— START Provided information —

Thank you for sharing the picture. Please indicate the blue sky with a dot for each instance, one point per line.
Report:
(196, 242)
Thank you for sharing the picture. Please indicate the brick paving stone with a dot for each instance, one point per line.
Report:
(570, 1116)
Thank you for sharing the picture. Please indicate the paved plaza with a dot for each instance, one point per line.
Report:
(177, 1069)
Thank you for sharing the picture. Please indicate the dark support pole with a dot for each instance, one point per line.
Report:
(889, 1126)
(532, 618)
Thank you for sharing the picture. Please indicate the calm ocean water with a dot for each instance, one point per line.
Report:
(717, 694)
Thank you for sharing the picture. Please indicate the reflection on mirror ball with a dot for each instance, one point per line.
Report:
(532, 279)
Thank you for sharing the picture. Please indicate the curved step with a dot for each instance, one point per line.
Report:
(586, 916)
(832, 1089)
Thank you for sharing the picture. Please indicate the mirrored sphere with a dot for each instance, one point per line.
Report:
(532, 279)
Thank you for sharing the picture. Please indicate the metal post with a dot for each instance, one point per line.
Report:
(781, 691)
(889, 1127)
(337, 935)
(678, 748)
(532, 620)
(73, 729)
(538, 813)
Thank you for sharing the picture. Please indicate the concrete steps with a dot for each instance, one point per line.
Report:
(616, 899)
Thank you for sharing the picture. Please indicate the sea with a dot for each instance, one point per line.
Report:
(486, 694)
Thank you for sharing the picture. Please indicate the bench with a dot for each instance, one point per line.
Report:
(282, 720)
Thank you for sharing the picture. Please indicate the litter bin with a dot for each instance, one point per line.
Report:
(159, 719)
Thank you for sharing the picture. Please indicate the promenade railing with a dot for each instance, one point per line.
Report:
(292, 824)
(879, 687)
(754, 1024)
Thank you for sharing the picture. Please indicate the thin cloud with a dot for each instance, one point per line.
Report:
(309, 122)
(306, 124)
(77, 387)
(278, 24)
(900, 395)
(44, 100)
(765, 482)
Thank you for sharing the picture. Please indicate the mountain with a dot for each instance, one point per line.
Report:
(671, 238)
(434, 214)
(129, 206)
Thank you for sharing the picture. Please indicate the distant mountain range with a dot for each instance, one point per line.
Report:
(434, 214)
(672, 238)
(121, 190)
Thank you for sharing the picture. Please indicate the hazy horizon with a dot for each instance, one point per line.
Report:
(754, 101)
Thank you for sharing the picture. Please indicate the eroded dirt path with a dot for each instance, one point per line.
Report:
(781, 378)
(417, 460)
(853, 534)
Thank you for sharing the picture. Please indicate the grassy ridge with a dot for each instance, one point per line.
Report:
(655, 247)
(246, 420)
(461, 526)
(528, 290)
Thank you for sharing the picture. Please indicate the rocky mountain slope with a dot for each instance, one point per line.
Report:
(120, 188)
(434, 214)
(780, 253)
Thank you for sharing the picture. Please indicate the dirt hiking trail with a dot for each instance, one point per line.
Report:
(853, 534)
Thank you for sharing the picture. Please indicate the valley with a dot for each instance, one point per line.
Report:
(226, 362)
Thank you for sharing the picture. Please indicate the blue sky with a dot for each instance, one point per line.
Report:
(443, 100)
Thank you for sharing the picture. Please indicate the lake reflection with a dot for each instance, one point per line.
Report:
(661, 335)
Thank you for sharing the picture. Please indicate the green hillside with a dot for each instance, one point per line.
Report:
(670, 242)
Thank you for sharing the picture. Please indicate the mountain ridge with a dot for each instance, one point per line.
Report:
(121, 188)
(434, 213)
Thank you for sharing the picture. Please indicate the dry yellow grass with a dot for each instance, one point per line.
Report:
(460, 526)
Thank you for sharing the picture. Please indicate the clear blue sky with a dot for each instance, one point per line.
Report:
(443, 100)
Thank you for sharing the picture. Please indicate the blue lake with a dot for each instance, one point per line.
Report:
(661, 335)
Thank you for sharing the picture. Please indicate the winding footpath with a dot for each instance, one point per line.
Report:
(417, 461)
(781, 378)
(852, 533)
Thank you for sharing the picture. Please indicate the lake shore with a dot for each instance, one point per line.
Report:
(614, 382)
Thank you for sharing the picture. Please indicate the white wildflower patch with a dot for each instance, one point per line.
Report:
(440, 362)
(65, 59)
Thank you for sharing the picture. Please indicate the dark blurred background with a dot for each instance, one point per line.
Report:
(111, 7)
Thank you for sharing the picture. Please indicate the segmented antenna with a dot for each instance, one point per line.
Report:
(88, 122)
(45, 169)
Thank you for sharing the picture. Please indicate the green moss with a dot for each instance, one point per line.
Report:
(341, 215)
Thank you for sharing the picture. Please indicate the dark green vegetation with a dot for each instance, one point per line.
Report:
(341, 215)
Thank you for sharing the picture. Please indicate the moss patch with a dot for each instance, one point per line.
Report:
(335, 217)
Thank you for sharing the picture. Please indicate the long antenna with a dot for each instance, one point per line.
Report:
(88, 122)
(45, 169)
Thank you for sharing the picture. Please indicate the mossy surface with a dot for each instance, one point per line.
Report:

— END Provided information —

▶ The request
Print again each line of the listing above, exactly as it appears.

▶ Finished task
Thank you for sharing the picture. Please indicate the blue sky with a dot for each instance, one point per line.
Report:
(196, 242)
Thank you for sharing the picture. Please indicate the brick paving stone with a dot for each instance, one point per line.
Report:
(570, 1116)
Thank you for sharing the picture. Please indicate the paved plaza with a dot for each instance, one point per line.
Report:
(177, 1069)
Thank you for sharing the picture. Please indicate the dark support pole with a dot for each instance, one point per line.
Report:
(889, 1126)
(532, 618)
Thank you for sharing the picture. Please indicate the calm ocean water with a dot for each instance, one point per line.
Report:
(717, 694)
Thank you for sharing the picture. Please indicate the reflection on mirror ball with a dot for each instance, one point per line.
Report:
(532, 279)
Thank you for sharing the picture. Please indicate the curved step with a dot for each instance, one point per line.
Report:
(586, 916)
(832, 1089)
Thank you for sharing the picture. Please indicate the mirrored sphere with a dot for each instance, one point per line.
Report:
(532, 279)
Thank you for sharing the picture. Please indicate the metal post with a dot for each instance, one point per line.
Report:
(781, 691)
(889, 1127)
(337, 935)
(678, 748)
(532, 620)
(73, 729)
(538, 813)
Thank you for sharing the picture. Please indicate the concrete steps with a dot for each instance, one point per line.
Report:
(616, 899)
Thank you for sharing the picture. Please indicate the sea with a dot for each instance, one point per line.
Report:
(486, 694)
Thank you for sharing the picture. Please indicate the bench with a dot for each instance, one point per line.
Report:
(282, 720)
Thank you for sharing the picture. Please indicate the litter bin with a dot for each instance, one point per line.
Report:
(159, 719)
Thank you for sharing the picture. Please indicate the promenade railing with a dot for each instance, one point per line.
Report:
(292, 824)
(879, 687)
(754, 1024)
Thank you for sharing the picture. Please indicate the thin cloud with a dot for each instance, one point per line.
Report:
(309, 122)
(306, 124)
(77, 387)
(278, 24)
(900, 395)
(44, 100)
(765, 482)
Thank you for sharing the picture. Please indicate the mountain with a dot for each instance, one point per line.
Report:
(671, 238)
(434, 214)
(129, 206)
Thank you for sharing the picture. Please indicate the distant mountain range with a dot for each instance, one point per line.
Report:
(434, 214)
(672, 238)
(121, 190)
Thank you for sharing the picture. Please indicate the hazy horizon with a dot for each instance, one point per line.
Report:
(754, 101)
Thank you for sharing the picture. Please indicate the eroded dirt path with a dot for each instance, one point per line.
Report:
(781, 378)
(417, 460)
(853, 534)
Thank you for sharing the picture. Please indicate the grassy ridge with a dot for each instance, one point per line.
Report:
(655, 247)
(246, 420)
(461, 526)
(528, 290)
Thank you for sharing the picture. Please indicate the rocky mountain slope with a dot for each instance, one point per line.
Report:
(120, 188)
(434, 214)
(780, 253)
Thank you for sharing the picture. Please indicate the dirt hiking trail with a dot for each instance, one point per line.
Report:
(853, 534)
Thank you for sharing the picture. Please indicate the valley with a dot for each instance, one point per line.
Report:
(226, 362)
Thank you for sharing the picture. Please indicate the blue sky with a dot for each instance, one point per line.
Report:
(443, 100)
Thank you for sharing the picture. Please indicate the lake reflection with a dot for each instance, one point per line.
Report:
(661, 335)
Thank you for sharing the picture. Please indicate the green hillside with a dot for each instance, one point per line.
Report:
(670, 242)
Thank you for sharing the picture. Please indicate the mountain ridge with a dot for each instance, one point per line.
Report:
(121, 188)
(434, 213)
Thank you for sharing the picture. Please indicate the dry yellow grass with a dot for each instance, one point per line.
Report:
(460, 526)
Thank you for sharing the picture. Please indicate the clear blue sky with a dot for each instance, one point per line.
Report:
(443, 100)
Thank you for sharing the picture. Please indicate the blue lake with a dot for each instance, one point per line.
Report:
(661, 335)
Thank you for sharing the picture. Please indicate the winding footpath with a dot for each instance, one point per line.
Report:
(417, 461)
(781, 378)
(852, 533)
Thank you for sharing the picture. Please indicate the lake shore with a dot for each instance, one point per line.
Report:
(614, 382)
Thank you for sharing the picture. Please indicate the white wildflower patch with a dot for each instance, one point per line.
Report:
(440, 362)
(65, 59)
Thank you for sharing the picture. Please indicate the dark blurred background with a dot for each instance, one point per line.
Report:
(111, 7)
Thank you for sharing the picture. Please indicate the segmented antenna with a dot for each instance, one point per line.
Report:
(88, 122)
(45, 169)
Thank you for sharing the picture. Please indicate the green moss with a dot for each instance, one point per line.
Report:
(341, 215)
Thank you for sharing the picture. Please indicate the dark green vegetation with a dot for each instance, one point per line.
Report:
(341, 215)
Thank you for sharing the picture. Please indicate the moss patch with a dot for each instance, one point per line.
Report:
(335, 217)
Thank you for sharing the picture. Please indicate the long antenna with a dot for each instance, one point per line.
Report:
(88, 122)
(45, 169)
Thank you for sharing the picture. Please indicate the mossy surface with a dot for each instance, one point per line.
Report:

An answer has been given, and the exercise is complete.